Extract each line of the records below that contains the word "metal".

═════ Records for this task ═════

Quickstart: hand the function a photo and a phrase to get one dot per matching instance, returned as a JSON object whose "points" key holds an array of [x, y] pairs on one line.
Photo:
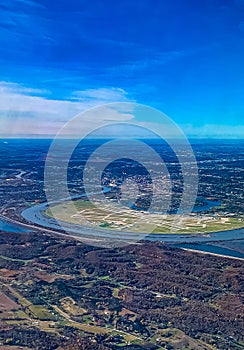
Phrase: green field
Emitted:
{"points": [[112, 216]]}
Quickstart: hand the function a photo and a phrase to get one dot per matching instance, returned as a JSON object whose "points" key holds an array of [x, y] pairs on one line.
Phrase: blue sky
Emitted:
{"points": [[183, 57]]}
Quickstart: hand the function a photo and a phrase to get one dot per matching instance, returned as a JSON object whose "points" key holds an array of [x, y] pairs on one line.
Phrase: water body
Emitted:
{"points": [[36, 215], [9, 227]]}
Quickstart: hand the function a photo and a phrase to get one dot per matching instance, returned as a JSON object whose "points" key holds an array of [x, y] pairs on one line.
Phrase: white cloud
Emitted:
{"points": [[214, 131], [24, 111]]}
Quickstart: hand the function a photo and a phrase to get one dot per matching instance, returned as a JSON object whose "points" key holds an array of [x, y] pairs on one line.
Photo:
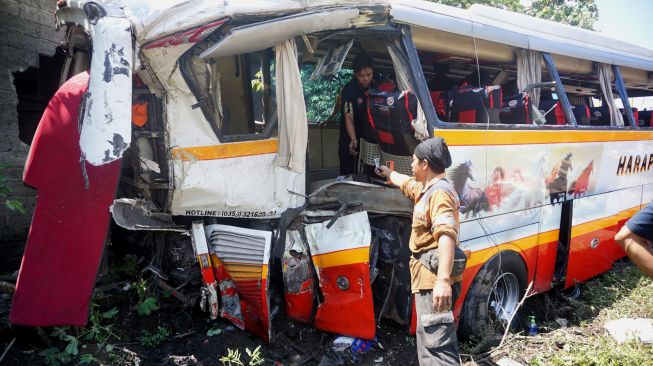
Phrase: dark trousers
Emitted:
{"points": [[347, 160], [437, 343]]}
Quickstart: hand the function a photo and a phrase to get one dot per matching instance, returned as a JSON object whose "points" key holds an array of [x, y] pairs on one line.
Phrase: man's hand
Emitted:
{"points": [[383, 171], [352, 147], [442, 295]]}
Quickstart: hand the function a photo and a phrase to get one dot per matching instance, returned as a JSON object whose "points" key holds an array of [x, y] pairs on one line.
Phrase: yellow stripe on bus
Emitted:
{"points": [[521, 137], [483, 255], [224, 151], [342, 257]]}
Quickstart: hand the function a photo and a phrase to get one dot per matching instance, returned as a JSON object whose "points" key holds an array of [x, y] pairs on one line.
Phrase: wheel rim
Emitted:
{"points": [[504, 297]]}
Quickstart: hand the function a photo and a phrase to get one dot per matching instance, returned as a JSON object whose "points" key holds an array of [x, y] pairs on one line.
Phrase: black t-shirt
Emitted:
{"points": [[353, 98]]}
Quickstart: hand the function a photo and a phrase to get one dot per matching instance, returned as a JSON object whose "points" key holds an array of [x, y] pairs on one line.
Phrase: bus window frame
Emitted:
{"points": [[189, 77], [417, 74], [429, 111], [560, 89], [623, 94]]}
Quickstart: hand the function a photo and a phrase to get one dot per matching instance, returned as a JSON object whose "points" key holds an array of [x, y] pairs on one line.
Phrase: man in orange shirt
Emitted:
{"points": [[435, 227]]}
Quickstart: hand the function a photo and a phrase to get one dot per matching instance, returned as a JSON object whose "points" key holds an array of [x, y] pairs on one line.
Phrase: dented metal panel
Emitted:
{"points": [[373, 198], [297, 278], [133, 214], [341, 254], [106, 120], [263, 35], [209, 292], [240, 258]]}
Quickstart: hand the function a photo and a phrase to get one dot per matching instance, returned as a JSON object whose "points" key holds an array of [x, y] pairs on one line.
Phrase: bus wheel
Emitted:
{"points": [[494, 294]]}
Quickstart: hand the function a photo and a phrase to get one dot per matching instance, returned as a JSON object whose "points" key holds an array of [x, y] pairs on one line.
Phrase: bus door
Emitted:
{"points": [[595, 222]]}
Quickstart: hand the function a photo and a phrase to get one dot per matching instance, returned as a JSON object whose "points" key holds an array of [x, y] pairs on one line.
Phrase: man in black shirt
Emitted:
{"points": [[353, 112]]}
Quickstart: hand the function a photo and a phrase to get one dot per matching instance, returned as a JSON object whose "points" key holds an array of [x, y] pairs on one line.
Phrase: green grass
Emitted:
{"points": [[623, 292]]}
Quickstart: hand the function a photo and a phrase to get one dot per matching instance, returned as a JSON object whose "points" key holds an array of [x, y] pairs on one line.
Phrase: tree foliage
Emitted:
{"points": [[321, 94], [580, 13]]}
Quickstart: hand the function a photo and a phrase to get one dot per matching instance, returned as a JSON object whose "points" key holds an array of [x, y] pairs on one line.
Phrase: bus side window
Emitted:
{"points": [[236, 93]]}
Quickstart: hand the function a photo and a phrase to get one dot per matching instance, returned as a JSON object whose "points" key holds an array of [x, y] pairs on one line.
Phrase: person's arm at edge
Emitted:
{"points": [[393, 177], [637, 249], [351, 132]]}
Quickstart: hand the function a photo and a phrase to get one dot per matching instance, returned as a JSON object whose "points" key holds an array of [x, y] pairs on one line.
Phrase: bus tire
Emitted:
{"points": [[500, 283]]}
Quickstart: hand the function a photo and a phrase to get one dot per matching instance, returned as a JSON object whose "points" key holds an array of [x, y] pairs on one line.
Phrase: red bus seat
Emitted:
{"points": [[476, 105], [390, 114]]}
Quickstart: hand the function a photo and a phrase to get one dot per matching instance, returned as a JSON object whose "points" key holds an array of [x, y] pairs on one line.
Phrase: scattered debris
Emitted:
{"points": [[561, 322], [508, 362], [626, 329], [183, 360]]}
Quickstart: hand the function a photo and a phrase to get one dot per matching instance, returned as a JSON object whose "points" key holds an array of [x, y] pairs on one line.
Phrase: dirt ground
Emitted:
{"points": [[191, 339], [189, 344]]}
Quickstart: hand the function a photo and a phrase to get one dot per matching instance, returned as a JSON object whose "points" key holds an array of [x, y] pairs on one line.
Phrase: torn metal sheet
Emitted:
{"points": [[133, 214], [106, 120], [263, 35], [341, 256], [297, 279], [209, 292], [373, 198], [240, 258]]}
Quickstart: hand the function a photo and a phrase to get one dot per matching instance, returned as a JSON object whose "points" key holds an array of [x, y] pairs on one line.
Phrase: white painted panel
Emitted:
{"points": [[106, 122], [266, 34], [245, 187], [186, 126], [647, 193], [494, 239]]}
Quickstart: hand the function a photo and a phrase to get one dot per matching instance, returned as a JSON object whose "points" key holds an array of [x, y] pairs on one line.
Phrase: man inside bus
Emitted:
{"points": [[353, 112], [435, 226], [635, 239]]}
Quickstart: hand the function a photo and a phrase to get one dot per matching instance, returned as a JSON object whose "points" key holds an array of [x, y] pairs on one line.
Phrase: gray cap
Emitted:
{"points": [[436, 152]]}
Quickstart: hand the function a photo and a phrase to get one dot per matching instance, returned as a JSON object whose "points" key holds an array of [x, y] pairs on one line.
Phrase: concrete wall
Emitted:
{"points": [[27, 30]]}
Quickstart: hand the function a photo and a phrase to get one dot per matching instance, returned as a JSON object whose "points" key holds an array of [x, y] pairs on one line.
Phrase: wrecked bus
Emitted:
{"points": [[207, 120]]}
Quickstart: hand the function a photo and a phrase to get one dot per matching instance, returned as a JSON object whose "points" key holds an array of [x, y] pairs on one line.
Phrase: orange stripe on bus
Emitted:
{"points": [[511, 137], [342, 257], [224, 151], [483, 255]]}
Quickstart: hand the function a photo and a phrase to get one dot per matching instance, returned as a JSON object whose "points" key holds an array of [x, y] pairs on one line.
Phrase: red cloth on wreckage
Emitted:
{"points": [[70, 222]]}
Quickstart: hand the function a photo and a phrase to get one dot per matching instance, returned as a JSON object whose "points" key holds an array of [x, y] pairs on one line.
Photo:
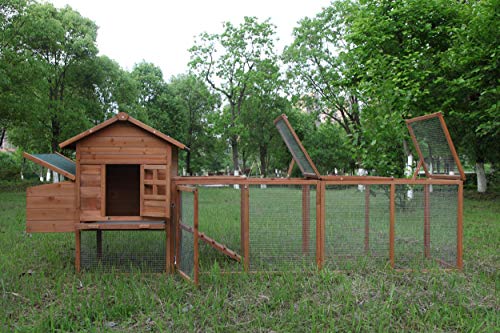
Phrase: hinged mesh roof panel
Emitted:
{"points": [[55, 162], [434, 146], [295, 146]]}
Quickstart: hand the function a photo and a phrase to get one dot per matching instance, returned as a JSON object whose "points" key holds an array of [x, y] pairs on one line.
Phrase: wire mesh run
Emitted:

═════

Solved problem:
Phrase: dented metal panel
Phrase: torn metal sheet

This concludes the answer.